### Exercise text:
* * * * *

ChatGPT & AI – A New Era in Evidence-Based Medicine?

Systematic reviews are fundamental to evidence-based decision-making but are notoriously time-consuming to conduct. While the integration of AI, specifically Large Language Models like ChatGPT, has shown promise, it’s not a straightforward application. The intriguing experiment by Mahuli et al. illustrates the potential and limitations of ChatGPT in conducting systematic reviews. Simultaneously, advancements by Pitts in integrating GPT into their web application for systematic reviews showcase a different approach to using GPT in the process.

ChatGPT in Systematic Reviews: Potential and Limitations
As we’ve seen with Mahuli et al., ChatGPT has been able to conduct Risk of Bias (ROB) analysis and data extraction with considerable success1. But the way you may think ChatGPT can assist with systematic reviews may not align with reality. 

For one, the standard ChatGPT interface is restrictive for systematic review tasks. You cannot upload a PDF directly; instead, you have to copy and paste the text, running into problems with limited prompt length. Verification of the quality of GPT’s work for systematic reviews is also not a functionality that OpenAI has currently addressed1.

* * * * *

### Recorded data:
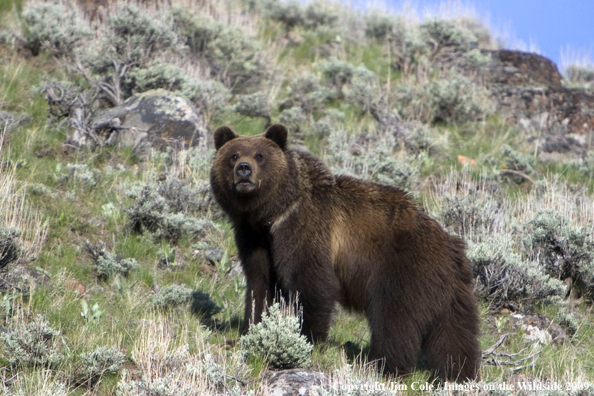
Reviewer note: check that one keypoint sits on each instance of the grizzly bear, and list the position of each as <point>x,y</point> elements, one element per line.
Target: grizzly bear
<point>301,229</point>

* * * * *

### Exercises to complete:
A) Transcribe the piece on ChatGPT and systematic reviews, everything from "ChatGPT & AI" down to "align with reality.".
B) Pick up the piece on ChatGPT and systematic reviews after its last sentence and carry it on.
The lines after the piece on ChatGPT and systematic reviews are separate material.

### Answers for the exercise:
A)
ChatGPT & AI – A New Era in Evidence-Based Medicine?

Systematic reviews are fundamental to evidence-based decision-making but are notoriously time-consuming to conduct. While the integration of AI, specifically Large Language Models like ChatGPT, has shown promise, it’s not a straightforward application. The intriguing experiment by Mahuli et al. illustrates the potential and limitations of ChatGPT in conducting systematic reviews. Simultaneously, advancements by Pitts in integrating GPT into their web application for systematic reviews showcase a different approach to using GPT in the process.

ChatGPT in Systematic Reviews: Potential and Limitations
As we’ve seen with Mahuli et al., ChatGPT has been able to conduct Risk of Bias (ROB) analysis and data extraction with considerable success1. But the way you may think ChatGPT can assist with systematic reviews may not align with reality.

B)
Integrating GPT into Pitts: A New Approach
Pitts has been working on an innovative approach by integrating GPT into their web application for systematic reviews, focusing on GPT-assisted data extraction. Unlike the standard ChatGPT tool, you can upload PDFs to the Pitts tool, and there is a system in place to verify the accuracy of the GPT data extractions.

How Does the Pitts Integration Work?
Upload Search Results: Either manually or directly from PubMed via the Pitts web interface.
Screening: Complete abstract and full-text screening, including PDF uploads.
Data Extraction: After configuring the review settings, GPT can be used for data extraction with a prediction box and configurable settings.

This can be tried directly at 

Cautions and Challenges
Pitts emphasizes that this integration is experimental. Trials have identified clear areas where GPT’s output was valid, but also numerous instances where the information was incorrect, requiring manual correction. Expertise in the subject matter remains essential, emphasizing the technology’s potential but also underscoring the importance of expert involvement. The priority is to further develop the tool to allow users to validate GPT’s usage for data extraction scientifically.

Both the approach by Mahuli et al. and the development by Pitts highlight the dynamic and evolving relationship between AI and systematic reviews1. ChatGPT’s standard interface may have limitations, but its potential, as shown through integration in specialized tools like the one developed by Pitts, is encouraging.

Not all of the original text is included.